Objective: Reproduce every one of the lines below verbatim, from the first through the last, without altering anything.

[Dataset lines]
+ + + +
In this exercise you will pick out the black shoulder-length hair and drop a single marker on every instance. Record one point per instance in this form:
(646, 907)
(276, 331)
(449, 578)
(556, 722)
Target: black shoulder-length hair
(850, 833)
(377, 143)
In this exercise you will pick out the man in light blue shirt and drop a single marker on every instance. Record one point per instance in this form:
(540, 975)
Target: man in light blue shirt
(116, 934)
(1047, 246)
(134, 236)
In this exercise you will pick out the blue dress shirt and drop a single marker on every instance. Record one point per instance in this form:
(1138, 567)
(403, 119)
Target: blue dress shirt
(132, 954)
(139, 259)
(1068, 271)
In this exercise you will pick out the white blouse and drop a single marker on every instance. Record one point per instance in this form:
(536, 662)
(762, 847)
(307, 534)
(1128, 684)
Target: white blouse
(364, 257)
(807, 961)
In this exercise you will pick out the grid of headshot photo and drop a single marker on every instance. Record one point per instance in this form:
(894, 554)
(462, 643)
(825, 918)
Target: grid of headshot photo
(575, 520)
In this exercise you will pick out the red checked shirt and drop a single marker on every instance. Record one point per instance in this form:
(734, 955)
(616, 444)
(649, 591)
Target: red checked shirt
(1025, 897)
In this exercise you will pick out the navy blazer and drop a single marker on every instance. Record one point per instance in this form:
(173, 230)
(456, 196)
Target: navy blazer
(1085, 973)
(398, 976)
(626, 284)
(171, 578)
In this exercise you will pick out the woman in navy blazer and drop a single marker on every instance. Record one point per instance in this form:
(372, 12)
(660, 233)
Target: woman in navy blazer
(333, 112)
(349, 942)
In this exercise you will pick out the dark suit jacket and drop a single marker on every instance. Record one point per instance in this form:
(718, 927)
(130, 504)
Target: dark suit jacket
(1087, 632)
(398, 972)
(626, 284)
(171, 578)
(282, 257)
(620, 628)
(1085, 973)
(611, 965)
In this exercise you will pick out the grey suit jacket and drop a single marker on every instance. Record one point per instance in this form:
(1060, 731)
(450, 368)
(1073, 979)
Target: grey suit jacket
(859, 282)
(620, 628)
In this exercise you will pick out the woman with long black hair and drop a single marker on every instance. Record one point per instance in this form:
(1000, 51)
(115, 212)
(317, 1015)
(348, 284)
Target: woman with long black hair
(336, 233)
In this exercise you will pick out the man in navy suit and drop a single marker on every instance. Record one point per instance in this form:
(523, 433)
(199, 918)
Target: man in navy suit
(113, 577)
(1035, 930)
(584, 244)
+ + + +
Full answer:
In this exercise you will pick out the black shoulder-length hair and drop a single marker on every instance. Record one point per instance in this form:
(646, 907)
(276, 331)
(449, 578)
(556, 722)
Target: black shoulder-length hair
(850, 833)
(377, 143)
In this exercise you will pick out the man in light blue shirt and drop a single marker on every instance. Record one point per instance in this form:
(540, 975)
Target: man in light blue shirt
(116, 934)
(1047, 246)
(134, 236)
In this exercise you will pick out the blue dress shirt and drop a single marker on every instance. Record one point per instance in this form:
(1138, 567)
(403, 119)
Target: blue dress shirt
(132, 954)
(139, 259)
(1068, 271)
In this exercise you will pick out the white blouse and drop a single marker on every instance. Record one point per instance in this form:
(536, 662)
(762, 847)
(307, 534)
(1128, 684)
Target: white blouse
(364, 257)
(807, 961)
In this exercise you will pick out the grid of headshot photo and drop a single marker on every instance. Record one point per instance in this form:
(894, 554)
(462, 643)
(825, 918)
Target: grid of headshot photo
(575, 520)
In this exercise you will pick out the red checked shirt and drop a single marker on every instance. Record one point per instance in this form:
(734, 955)
(616, 444)
(649, 591)
Target: red checked shirt
(1025, 897)
In this exercise you will pick out the navy blazer and drop a single marker on every instance. Record one point per instance in this form:
(173, 230)
(456, 196)
Target: navy blazer
(1085, 973)
(398, 976)
(626, 284)
(171, 578)
In this exercise you will pick out the woman in navy blazer and drop a single marker on every instance. Record one point per instance in this form:
(372, 12)
(660, 233)
Target: woman in navy blazer
(333, 112)
(349, 942)
In this exercise you will pick out the dark suit jacket and drop a single marker on every instance. Record one point per instance in this form:
(718, 927)
(130, 504)
Target: dark suit jacket
(1087, 632)
(398, 972)
(626, 284)
(171, 578)
(282, 257)
(620, 628)
(1085, 973)
(611, 965)
In this exercise you will pick out the grey suit jacket and drop a single marker on every instance. Record one point per instance in this form:
(1060, 731)
(450, 368)
(1073, 979)
Target: grey suit jacket
(859, 282)
(620, 628)
In this exercise you will pick out the woman with long black hair and drop a single marker on every instance. Record one point per instance in this form:
(1000, 51)
(115, 212)
(317, 1015)
(348, 284)
Target: woman with long black hair
(336, 233)
In this exercise you will pick out the man in navy suit and drop a single marker on every instance. Record one point per instance in this form:
(523, 433)
(199, 918)
Target: man in navy suit
(113, 577)
(1035, 930)
(584, 244)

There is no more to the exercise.